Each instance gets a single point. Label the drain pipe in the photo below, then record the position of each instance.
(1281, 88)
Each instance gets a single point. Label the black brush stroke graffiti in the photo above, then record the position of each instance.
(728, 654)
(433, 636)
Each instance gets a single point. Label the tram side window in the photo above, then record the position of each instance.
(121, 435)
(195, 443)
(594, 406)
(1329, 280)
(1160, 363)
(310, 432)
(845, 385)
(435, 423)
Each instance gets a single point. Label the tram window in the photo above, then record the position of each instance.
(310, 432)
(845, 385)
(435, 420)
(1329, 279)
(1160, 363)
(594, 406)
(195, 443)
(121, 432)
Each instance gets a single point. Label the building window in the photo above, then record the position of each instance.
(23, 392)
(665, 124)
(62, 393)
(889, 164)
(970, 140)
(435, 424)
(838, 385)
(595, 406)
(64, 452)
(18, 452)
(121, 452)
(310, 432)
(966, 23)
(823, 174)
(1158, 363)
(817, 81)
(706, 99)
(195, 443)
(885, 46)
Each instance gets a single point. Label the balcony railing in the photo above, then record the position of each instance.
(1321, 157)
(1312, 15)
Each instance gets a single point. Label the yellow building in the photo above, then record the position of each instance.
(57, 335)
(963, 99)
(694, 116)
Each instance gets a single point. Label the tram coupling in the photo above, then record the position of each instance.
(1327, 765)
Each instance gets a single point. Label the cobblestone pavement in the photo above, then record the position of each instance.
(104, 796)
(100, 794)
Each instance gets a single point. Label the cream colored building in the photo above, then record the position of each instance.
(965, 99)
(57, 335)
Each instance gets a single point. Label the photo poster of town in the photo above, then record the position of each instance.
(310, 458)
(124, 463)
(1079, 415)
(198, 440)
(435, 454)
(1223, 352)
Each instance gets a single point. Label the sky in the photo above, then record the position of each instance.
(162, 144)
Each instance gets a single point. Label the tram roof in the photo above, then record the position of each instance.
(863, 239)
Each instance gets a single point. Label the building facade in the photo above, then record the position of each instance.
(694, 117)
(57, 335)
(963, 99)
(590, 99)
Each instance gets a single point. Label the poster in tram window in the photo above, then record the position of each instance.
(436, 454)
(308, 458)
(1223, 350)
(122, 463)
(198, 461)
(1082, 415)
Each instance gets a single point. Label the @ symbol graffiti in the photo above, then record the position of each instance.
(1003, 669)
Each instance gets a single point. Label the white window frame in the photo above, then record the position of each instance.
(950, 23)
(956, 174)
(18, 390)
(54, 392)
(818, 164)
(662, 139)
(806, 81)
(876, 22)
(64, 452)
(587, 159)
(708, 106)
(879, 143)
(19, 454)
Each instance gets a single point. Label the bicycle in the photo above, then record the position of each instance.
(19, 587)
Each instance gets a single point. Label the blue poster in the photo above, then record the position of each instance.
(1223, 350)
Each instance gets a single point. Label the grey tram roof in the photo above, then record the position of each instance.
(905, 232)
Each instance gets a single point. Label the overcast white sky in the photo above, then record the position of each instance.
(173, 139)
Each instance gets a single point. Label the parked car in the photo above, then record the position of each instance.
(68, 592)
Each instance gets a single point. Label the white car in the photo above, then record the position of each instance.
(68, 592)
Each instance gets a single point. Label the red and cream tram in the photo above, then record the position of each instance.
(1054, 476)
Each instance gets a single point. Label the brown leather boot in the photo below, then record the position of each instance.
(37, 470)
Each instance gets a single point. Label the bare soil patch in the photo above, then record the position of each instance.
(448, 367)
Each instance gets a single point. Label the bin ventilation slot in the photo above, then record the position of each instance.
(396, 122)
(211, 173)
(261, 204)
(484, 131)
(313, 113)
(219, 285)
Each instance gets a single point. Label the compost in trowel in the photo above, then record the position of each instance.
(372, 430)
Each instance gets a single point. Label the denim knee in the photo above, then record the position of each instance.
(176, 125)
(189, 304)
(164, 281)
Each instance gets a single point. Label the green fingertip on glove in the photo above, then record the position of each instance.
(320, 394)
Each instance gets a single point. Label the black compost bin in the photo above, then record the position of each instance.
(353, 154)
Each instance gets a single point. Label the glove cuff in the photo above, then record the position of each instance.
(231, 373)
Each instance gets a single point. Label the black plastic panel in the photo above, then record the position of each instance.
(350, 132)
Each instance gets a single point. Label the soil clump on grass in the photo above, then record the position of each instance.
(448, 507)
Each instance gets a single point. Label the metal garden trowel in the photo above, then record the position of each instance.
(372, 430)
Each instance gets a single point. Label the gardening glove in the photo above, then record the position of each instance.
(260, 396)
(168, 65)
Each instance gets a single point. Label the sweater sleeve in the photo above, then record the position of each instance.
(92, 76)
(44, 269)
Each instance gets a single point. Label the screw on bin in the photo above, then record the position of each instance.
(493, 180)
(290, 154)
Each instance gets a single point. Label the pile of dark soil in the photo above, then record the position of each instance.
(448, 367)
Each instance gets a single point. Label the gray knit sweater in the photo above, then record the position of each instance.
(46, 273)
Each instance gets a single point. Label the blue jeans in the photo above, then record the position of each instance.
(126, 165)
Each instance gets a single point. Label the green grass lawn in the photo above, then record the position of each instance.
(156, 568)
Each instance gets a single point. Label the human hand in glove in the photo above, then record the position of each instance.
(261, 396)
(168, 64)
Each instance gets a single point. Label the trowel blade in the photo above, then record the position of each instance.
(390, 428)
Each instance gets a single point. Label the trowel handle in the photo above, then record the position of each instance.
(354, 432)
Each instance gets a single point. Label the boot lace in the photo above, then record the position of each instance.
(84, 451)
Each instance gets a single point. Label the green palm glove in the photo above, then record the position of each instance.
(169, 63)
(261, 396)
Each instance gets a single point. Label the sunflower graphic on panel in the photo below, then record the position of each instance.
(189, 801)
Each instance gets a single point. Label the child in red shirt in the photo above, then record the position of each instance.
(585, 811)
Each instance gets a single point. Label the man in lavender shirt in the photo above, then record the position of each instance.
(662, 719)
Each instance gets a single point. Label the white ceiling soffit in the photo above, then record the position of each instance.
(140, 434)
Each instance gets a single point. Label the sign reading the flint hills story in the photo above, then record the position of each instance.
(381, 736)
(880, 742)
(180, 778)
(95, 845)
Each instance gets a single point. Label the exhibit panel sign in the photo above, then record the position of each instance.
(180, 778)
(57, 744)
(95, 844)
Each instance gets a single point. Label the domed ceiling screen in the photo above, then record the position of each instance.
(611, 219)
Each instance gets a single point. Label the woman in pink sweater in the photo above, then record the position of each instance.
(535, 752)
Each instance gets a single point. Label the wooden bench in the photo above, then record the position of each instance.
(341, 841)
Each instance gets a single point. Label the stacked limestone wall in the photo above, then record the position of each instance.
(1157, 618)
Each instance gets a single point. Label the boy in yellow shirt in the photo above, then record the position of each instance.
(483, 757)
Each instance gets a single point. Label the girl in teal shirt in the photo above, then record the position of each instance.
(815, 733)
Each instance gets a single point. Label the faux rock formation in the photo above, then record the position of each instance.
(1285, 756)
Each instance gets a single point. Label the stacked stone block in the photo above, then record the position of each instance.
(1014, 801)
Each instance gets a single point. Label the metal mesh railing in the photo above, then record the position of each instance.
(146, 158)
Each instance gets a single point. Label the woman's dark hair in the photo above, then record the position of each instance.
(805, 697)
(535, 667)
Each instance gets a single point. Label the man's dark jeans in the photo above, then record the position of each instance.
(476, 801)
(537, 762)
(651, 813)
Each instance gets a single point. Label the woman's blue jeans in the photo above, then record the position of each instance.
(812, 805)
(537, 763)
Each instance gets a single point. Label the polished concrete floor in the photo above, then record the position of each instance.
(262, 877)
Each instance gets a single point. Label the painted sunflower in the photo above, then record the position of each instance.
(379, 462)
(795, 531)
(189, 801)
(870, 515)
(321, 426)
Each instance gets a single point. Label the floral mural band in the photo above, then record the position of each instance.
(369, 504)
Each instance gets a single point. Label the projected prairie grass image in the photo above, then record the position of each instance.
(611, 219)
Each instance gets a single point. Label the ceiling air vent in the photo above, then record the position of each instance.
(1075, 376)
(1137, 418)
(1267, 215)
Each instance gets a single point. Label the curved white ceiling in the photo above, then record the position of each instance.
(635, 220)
§
Task requirements. Lines from the one containing "Each instance gets a single point. Label the ceiling" through the final line of the entries are the only ones to print, and each must match exactly.

Written answer.
Each instance gets a single point. Label the ceiling air vent in the photo above, then record the position of each instance.
(1075, 376)
(1137, 418)
(1267, 215)
Each instance gets a single point. Label the curved white ceiling in the photo above, then record the position of each instance.
(635, 220)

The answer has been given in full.